> Task requirements
**1)** In the power grid article, how many miles of high-voltage power lines make up the U.S. power grid?
**2)** Decide whether each statement agrees with the power grid article, and give the deciding words quoted from it: (a) The U.S. power grid includes more than 7,300 power plants. (b) Coal is listed among the renewable technologies. (c) The grid figures are credited to the U.S. Energy Information Administration.
**3)** Write out everything in the power grid article from "What can be" down to "as we think?".

Power Grid Faces Energy Bursts and EM Weapons

What can be done to protect the US power grid from Earth current surges, solar flares and EM pulses?

Without access to a stable source of electrical power, the effects of the coronavirus pandemic to our society would be far more devastating. Imagine the loss of electronics from lifesaving medical devices to communication networks and even entertainment systems for tens of millions of stay-at-home individuals. But is our power grid as stable and safe as we think?

Caption: US Energy Information Administration (EIA)

The U.S. power grid is made up of over 7,300 power plants, nearly 160,000 miles of high-voltage power lines, and millions of miles of low-voltage power lines and distribution transformers, according to the U.S. Energy Information Administration. A variety of resources and technologies are used to generated electricity including the conventional sources of natural gas, oil, coal and nuclear. Still, one of the fastest growing sources come from renewable technologies like wind, solar and etc.

> Provided material
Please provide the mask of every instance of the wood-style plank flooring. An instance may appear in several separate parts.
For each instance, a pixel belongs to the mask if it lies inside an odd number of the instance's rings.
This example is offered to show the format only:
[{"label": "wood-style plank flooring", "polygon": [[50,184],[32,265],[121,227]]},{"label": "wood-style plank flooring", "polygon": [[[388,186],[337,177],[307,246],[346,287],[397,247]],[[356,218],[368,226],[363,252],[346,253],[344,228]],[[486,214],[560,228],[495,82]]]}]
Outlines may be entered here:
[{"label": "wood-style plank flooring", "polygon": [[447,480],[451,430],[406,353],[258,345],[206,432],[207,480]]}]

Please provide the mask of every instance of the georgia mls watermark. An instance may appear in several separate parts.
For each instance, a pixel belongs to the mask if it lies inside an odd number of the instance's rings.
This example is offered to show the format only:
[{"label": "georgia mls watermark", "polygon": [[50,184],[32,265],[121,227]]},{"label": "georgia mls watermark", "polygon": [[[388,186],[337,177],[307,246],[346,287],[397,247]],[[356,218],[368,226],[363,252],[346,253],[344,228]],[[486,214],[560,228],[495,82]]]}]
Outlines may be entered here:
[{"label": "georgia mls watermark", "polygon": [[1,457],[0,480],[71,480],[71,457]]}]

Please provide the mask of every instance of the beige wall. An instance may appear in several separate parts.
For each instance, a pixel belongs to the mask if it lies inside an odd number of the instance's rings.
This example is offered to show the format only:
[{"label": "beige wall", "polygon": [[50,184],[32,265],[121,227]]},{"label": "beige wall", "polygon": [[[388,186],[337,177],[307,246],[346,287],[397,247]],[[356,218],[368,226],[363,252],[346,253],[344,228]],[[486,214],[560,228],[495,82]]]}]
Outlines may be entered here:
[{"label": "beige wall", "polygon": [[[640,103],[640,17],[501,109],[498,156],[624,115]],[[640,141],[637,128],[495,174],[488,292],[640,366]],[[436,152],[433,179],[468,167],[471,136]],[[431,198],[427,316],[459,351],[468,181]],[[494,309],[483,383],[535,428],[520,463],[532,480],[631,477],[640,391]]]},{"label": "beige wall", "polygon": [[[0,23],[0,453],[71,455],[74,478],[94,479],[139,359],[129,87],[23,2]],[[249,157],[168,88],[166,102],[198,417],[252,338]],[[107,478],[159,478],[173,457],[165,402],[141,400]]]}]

> Problem solutions
**1)** Nearly 160,000 miles.

**2)**
(a) Yes: "The U.S. power grid is made up of over 7,300 power plants"
(b) No: "the conventional sources of natural gas, oil, coal and nuclear"
(c) Yes: "according to the U.S. Energy Information Administration"

**3)**
What can be done to protect the US power grid from Earth current surges, solar flares and EM pulses?

Without access to a stable source of electrical power, the effects of the coronavirus pandemic to our society would be far more devastating. Imagine the loss of electronics from lifesaving medical devices to communication networks and even entertainment systems for tens of millions of stay-at-home individuals. But is our power grid as stable and safe as we think?